- GIVEN PROBLEM -
Update the data below by replacing every occurrence of "report the coordinates" with "give the coordinates" and leaving everything else unchanged. Leave the pictures out of the result.

--- Begin DATA ---

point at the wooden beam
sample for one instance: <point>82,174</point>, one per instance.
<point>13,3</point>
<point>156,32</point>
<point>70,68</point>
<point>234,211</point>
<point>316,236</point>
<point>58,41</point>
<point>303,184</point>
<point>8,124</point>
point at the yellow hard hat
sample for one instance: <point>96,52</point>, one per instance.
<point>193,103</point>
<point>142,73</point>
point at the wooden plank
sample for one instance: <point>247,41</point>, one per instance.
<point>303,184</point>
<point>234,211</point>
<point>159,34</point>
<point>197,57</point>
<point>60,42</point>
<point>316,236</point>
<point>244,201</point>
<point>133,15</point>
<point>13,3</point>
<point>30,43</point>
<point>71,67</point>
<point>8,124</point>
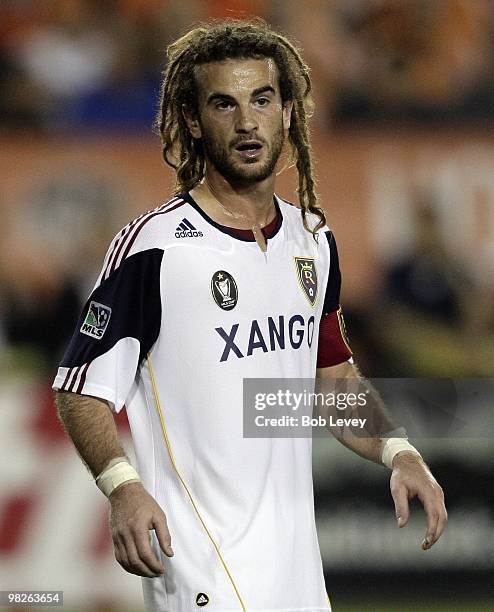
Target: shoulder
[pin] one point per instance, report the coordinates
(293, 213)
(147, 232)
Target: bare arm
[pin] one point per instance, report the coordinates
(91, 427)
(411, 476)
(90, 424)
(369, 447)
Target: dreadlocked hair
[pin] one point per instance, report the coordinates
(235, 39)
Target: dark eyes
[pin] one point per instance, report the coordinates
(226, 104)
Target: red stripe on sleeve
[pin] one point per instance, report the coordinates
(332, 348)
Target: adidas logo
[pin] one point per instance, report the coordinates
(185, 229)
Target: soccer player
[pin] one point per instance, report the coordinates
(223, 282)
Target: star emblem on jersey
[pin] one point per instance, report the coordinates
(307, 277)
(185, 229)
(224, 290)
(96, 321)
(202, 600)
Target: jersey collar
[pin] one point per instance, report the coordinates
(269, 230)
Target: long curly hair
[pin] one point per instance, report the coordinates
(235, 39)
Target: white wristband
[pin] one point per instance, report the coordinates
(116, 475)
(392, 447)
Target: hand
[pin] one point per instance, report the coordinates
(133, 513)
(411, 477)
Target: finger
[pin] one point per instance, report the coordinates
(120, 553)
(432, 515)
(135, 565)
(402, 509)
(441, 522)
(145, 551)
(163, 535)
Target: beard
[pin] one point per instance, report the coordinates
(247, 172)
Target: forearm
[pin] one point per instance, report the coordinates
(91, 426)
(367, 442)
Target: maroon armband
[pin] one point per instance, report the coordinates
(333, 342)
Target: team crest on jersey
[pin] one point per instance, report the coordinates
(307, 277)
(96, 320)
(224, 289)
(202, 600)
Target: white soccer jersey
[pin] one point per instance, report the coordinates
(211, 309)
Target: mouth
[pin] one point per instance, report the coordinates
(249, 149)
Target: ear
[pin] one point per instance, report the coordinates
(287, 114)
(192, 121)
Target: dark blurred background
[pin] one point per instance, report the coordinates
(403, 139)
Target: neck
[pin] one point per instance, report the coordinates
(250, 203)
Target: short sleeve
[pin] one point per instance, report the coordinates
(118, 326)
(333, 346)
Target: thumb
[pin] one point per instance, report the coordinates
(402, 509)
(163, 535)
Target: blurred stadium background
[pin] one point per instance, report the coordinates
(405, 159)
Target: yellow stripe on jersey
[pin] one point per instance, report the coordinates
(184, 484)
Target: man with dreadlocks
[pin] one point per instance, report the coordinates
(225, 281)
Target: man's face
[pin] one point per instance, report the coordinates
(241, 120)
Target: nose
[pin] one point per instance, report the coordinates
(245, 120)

--- End DATA ---

- RIGHT ANSWER -
point at the wooden beam
sample for one instance: <point>82,174</point>, one per instance.
<point>13,3</point>
<point>156,32</point>
<point>70,68</point>
<point>234,211</point>
<point>316,236</point>
<point>58,41</point>
<point>303,184</point>
<point>8,124</point>
point at the yellow hard hat
sample for one instance: <point>96,52</point>, one per instance.
<point>193,103</point>
<point>142,73</point>
point at the wooden plank
sample for one instance: <point>247,41</point>, one per instance.
<point>303,184</point>
<point>234,211</point>
<point>159,34</point>
<point>197,57</point>
<point>60,42</point>
<point>316,236</point>
<point>244,201</point>
<point>133,15</point>
<point>13,3</point>
<point>30,43</point>
<point>71,67</point>
<point>8,124</point>
Target: shoulder
[pin] one point per instance, give the coordinates
(293, 213)
(147, 232)
Target: bare arm
[pin] one point per instance, give the coordinates
(91, 427)
(411, 476)
(90, 424)
(369, 447)
Target: dreadlocked hair
[pin] one point per instance, give the coordinates
(235, 39)
Target: dark eyes
[pin] one point per instance, give the coordinates
(226, 104)
Target: red stripe on sleeve
[pin] one point per instance, give the coordinates
(332, 348)
Target: adidas logo
[pin] one point per instance, give the coordinates
(185, 229)
Target: soccer player
[pin] one point per instance, give the coordinates
(223, 282)
Target: star emblem on jersey
[pin] one point per instance, give the coordinates
(307, 277)
(185, 229)
(224, 290)
(96, 321)
(202, 600)
Target: jersey collar
[pin] one point per instance, give the coordinates
(269, 230)
Target: long curly hair
[pin] one point per instance, give the coordinates
(235, 39)
Target: white wristband
[pin] one point per instance, give the coordinates
(116, 475)
(392, 447)
Target: hand
[pin] one point per instance, give the coordinates
(133, 513)
(411, 477)
Target: finger
[pin] one point per instance, give the coordinates
(120, 553)
(432, 515)
(135, 565)
(402, 509)
(441, 522)
(145, 551)
(163, 535)
Target: beard
[pin] one point per instance, give the coordinates
(247, 172)
Target: forearm
[pin] one point per instance, give the coordinates
(91, 426)
(367, 442)
Target: maroon armband
[pin] one point per instance, give the coordinates
(333, 342)
Target: team crest on jersey
[pin] one point per instance, give the coordinates
(307, 277)
(96, 320)
(224, 289)
(202, 600)
Target: white soccer jersey
[pin] one point per instance, give the coordinates
(211, 309)
Target: mouth
[pin] one point per instance, give the coordinates
(249, 149)
Target: ear
[pin] one point per instance, give the coordinates
(287, 114)
(192, 121)
Target: dark blurred background
[pin] one point per instance, give the coordinates
(403, 139)
Target: neck
[pin] one point per instance, give the coordinates
(250, 203)
Target: short sleeve
[pin] one point per instance, give the coordinates
(118, 326)
(333, 346)
Target: thumb
[pin] one point per instance, give the coordinates
(402, 509)
(163, 535)
Target: blurred stadium background
[pin] one point per instance, give the coordinates
(405, 159)
Target: yellow stripe on jersey
[pin] one point per instance, give the coordinates
(184, 484)
Target: man with dreadlocks
[pin] one point per instance, give the coordinates
(225, 281)
Target: man's face
[pin] one point per instance, give the coordinates
(241, 120)
Target: nose
[pin] one point per instance, give the coordinates
(245, 120)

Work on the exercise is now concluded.